No one knows what the last words spoken by his Tiruchanoor client were. But if, wherever he died, the devotee had recalled the pulse of emotion he felt on the mountain doorstep, he too might well have closed his innings with the words “I am happy.”

Rajaji’s father, Chakravarti Iyengar.

Kurai Onrum Illai is a metaphysical composition which lends itself to more than one interpretation. But it is above all the encapsulation of a Vaishnavite’s dualistic faith in a God and Goddess “yon high” who are seen but partially through the twin lenses of knowledge and devotion by the devotee.
Rajaji, with surpassing humility, holds his apprehension of Reality as limited by his own mental confines, but he accepts what he is given and does not claim more. His “co-author” is limited by physical confines and with equally surpassing humility regards his partial imagining as wholly adequate and claims no more. But both are swept on by the “pulse of emotion” to a territory they retreive from beyond the edges of temporal and celestial possibilties. It has been given to Subbulakshmi to trigger the same pulsation, through her spire of musical intelligence, among us, her listeners. Who can match her credentials for doing so?

Records for processing:
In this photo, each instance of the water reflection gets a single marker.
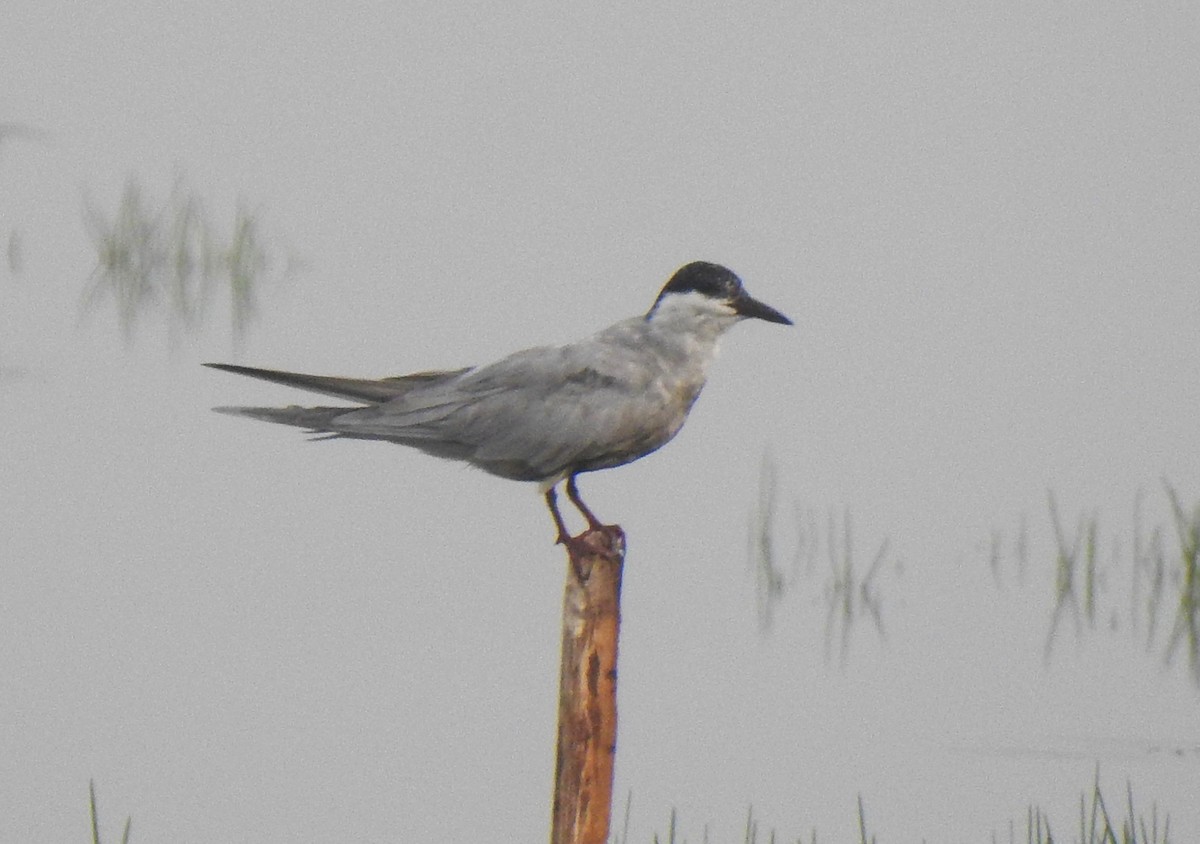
==
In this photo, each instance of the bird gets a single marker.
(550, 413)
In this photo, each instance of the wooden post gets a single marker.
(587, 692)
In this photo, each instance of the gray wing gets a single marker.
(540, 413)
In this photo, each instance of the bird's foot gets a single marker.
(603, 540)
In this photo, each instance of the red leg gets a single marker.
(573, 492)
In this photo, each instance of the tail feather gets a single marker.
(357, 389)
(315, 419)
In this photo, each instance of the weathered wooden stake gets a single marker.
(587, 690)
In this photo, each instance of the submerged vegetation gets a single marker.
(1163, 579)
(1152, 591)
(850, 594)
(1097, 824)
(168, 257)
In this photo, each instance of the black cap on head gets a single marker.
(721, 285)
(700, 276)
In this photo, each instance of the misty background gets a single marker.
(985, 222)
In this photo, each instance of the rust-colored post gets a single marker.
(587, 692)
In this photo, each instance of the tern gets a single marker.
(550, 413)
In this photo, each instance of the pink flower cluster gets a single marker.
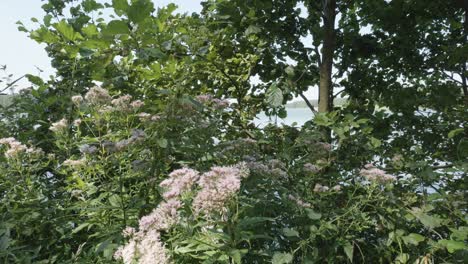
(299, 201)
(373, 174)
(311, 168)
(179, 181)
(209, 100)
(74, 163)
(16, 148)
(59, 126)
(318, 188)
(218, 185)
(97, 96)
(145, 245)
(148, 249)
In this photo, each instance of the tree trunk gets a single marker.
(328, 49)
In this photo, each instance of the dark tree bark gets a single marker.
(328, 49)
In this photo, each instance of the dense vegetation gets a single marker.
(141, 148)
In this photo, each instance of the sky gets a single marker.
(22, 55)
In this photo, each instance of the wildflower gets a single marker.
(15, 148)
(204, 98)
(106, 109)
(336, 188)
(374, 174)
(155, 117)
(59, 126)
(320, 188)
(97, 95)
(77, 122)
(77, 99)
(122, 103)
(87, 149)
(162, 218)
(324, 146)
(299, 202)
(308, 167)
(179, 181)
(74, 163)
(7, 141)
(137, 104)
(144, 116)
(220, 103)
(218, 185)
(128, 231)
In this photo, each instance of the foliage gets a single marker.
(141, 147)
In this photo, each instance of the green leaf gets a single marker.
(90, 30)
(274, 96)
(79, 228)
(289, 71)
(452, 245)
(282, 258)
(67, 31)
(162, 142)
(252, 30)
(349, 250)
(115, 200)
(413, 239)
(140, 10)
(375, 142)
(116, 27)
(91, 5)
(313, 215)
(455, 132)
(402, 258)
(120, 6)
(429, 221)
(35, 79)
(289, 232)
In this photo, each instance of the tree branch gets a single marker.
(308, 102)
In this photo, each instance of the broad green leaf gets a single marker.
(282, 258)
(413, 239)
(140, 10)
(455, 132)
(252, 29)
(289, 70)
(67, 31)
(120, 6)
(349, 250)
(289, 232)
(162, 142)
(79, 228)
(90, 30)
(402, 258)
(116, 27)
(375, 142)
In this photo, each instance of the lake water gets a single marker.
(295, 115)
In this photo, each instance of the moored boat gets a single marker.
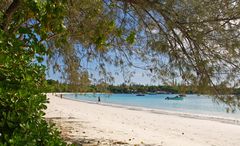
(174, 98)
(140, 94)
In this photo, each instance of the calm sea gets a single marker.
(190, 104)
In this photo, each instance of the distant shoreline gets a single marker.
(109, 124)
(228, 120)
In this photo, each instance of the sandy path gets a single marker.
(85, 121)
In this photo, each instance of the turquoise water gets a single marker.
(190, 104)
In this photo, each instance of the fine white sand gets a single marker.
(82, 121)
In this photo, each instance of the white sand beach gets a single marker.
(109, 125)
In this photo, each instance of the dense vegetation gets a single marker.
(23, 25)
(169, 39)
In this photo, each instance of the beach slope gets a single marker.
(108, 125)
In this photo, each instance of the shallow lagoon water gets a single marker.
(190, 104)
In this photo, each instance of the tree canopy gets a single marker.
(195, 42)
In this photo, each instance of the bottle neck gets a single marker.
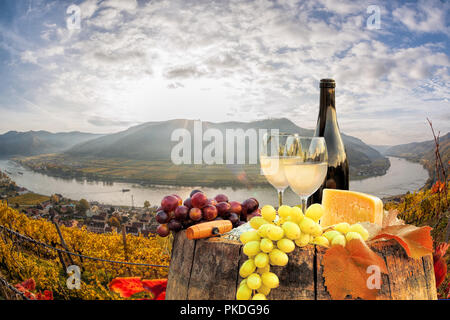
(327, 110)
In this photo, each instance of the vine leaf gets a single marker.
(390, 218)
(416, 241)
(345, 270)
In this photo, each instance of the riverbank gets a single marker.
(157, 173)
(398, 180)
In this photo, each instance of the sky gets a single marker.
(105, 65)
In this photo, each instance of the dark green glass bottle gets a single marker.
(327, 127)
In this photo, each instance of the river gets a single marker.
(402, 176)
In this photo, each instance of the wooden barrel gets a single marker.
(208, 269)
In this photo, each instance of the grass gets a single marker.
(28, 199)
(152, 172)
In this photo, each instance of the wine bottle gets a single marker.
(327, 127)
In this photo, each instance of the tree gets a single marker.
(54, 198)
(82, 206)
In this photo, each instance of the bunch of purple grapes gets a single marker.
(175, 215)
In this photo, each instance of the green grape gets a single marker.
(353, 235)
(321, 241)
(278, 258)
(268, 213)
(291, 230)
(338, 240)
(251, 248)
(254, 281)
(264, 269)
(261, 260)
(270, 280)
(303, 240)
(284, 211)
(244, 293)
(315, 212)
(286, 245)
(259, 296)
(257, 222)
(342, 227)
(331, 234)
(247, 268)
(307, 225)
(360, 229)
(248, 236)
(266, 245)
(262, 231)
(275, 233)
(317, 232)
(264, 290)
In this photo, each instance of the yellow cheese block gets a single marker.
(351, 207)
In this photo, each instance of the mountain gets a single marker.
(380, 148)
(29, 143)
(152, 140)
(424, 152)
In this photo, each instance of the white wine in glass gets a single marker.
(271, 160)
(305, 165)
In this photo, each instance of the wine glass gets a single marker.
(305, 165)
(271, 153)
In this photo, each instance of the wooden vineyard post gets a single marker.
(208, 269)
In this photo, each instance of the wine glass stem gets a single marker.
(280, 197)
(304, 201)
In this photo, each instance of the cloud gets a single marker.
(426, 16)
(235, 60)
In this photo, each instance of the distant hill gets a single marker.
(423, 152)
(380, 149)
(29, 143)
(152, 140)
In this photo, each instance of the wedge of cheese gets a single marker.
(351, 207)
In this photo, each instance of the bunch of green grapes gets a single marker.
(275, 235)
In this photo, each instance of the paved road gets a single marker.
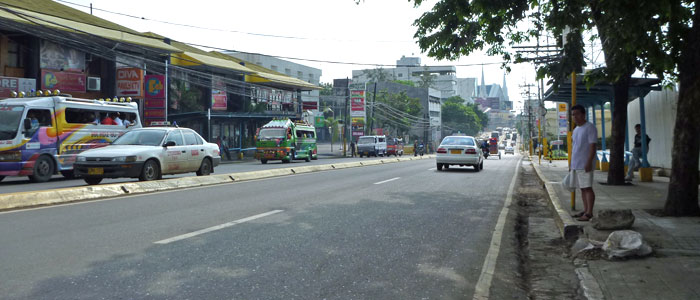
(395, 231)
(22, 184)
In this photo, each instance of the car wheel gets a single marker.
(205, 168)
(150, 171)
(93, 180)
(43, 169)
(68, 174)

To do:
[a] For each statement below, say yes or no to whether the passage on Kurai Onrum Illai supports it, and quote the text's deciding words: (i) Kurai Onrum Illai lends itself to more than one interpretation. (ii) Rajaji claims more than he is given. (iii) The last words of the Tiruchanoor client are known.
[b] Return every line of the records that contains the string "wine". Case counts.

The answers:
[a]
(i) Yes: "Kurai Onrum Illai is a metaphysical composition which lends itself to more than one interpretation."
(ii) No: "he accepts what he is given and does not claim more."
(iii) No: "No one knows what the last words spoken by his Tiruchanoor client were."

[b]
In this photo, each instance of the wine bottle gets a single marker.
In this photo, each instance of the white wine in glass gets a single marker.
In this photo, each instance of the wine glass gets a single marker.
In this photo, each instance of the wine glass stem gets a single marker.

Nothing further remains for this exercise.